++++ Document text

It never occurs to them that Georgetown’s wonderful hawker food and kuih nyonya, Jual Murah and nasi kandar, or Chingay and dondang saying, for example, had a material basis, one critical part of which was state-imposed rent control.
Subdivided and sublet, converted and multiple-use, tenant-managed and rent-controlled, mostly pre-war housing held down the costs of commerce and services, small and cottage industries, and social reproduction.
Consequently a market in rent control housing flourished. It may not have been the type of housing market that everyone liked. However, every bit of it was a legitimate part of the urban economy and necessary for social and political stability.
Altering the rules of the housing market
That was at least true until the late 1970s. Then Penang’s industrialisation, economic growth, the KOMTAR project, expanding housing credit, and demographic pressures transformed George-town’s housing market.
Those who could afford homeownership moved from the city centre into private suburban housing estates, or the Penang Development Corporation-built housing in Bayan Baru and Seberang Jaya. Those who couldn’t, or waited till it was too late, found that the rules of the housing market had been changed.
A frenzied pace of urban growth brought new developers and speculators who bought rent-controlled houses where they could to redevelop the areas for new types of tenants.

++++++++
++++ Available data

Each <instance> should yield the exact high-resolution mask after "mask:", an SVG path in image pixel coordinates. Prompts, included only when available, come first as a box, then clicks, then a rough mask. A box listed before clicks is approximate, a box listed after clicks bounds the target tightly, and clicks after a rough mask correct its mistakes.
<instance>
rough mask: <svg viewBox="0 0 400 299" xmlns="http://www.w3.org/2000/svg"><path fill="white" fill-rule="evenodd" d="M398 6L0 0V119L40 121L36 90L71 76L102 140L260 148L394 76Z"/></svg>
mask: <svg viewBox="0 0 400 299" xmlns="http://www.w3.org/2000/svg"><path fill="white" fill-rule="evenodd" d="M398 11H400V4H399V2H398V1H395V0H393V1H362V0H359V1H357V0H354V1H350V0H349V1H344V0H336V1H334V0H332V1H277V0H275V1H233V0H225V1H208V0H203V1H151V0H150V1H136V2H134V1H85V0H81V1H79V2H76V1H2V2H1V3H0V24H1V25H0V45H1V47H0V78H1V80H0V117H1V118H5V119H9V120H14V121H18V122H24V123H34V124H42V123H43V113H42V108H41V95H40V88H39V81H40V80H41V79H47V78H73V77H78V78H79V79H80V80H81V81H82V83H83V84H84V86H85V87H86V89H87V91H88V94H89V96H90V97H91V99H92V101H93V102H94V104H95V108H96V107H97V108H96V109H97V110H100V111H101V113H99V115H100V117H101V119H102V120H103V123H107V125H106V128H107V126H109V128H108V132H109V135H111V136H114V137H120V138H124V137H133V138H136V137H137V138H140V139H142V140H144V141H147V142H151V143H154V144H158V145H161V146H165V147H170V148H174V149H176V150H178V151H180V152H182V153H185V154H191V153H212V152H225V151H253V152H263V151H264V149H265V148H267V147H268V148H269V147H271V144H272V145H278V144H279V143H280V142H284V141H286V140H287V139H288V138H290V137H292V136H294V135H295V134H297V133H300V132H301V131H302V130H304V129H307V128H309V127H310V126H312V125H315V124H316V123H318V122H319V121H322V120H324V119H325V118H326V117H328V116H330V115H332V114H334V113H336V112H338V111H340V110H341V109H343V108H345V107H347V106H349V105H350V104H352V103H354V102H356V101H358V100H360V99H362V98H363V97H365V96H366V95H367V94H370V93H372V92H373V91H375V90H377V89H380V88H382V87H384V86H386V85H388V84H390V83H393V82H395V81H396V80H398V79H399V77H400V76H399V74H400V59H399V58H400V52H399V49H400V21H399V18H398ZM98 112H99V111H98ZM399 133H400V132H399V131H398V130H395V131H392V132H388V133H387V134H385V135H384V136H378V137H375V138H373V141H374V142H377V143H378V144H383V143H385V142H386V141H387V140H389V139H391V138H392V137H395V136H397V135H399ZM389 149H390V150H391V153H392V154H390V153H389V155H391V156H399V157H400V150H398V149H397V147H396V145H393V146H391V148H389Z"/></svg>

++++++++

Exercise objective -
Please reproduce the stretch of the Georgetown housing text from "Consequently a market" through "had been changed.", word for word.

Task result -
Consequently a market in rent control housing flourished. It may not have been the type of housing market that everyone liked. However, every bit of it was a legitimate part of the urban economy and necessary for social and political stability.
Altering the rules of the housing market
That was at least true until the late 1970s. Then Penang’s industrialisation, economic growth, the KOMTAR project, expanding housing credit, and demographic pressures transformed George-town’s housing market.
Those who could afford homeownership moved from the city centre into private suburban housing estates, or the Penang Development Corporation-built housing in Bayan Baru and Seberang Jaya. Those who couldn’t, or waited till it was too late, found that the rules of the housing market had been changed.